Entries excerpted from a collection:
══════
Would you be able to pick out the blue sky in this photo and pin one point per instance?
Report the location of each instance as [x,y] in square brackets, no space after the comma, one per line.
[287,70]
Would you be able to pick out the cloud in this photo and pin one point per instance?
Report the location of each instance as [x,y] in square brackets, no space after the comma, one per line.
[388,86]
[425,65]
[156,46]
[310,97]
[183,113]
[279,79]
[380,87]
══════
TASK STATEMENT:
Copy every line of the entries, requests included, multiplying each x and y coordinate in the answers by 0.6 and rounding to the nearest whole number, with halves rounded up. Leave the requests and their format samples unchanged.

WRITTEN RESPONSE:
Would you be able to pick out the blue sky in this photo and pin one point per instance?
Report the location of each instance as [x,y] in square brackets, no space after the comma, one per line.
[172,42]
Would you be able to pick out the cloud in this photo and pin one point per instance?
Report the location of each instance as [x,y] in square brackets, no space after the comma, one per line.
[233,52]
[255,39]
[94,28]
[186,58]
[110,68]
[167,47]
[228,52]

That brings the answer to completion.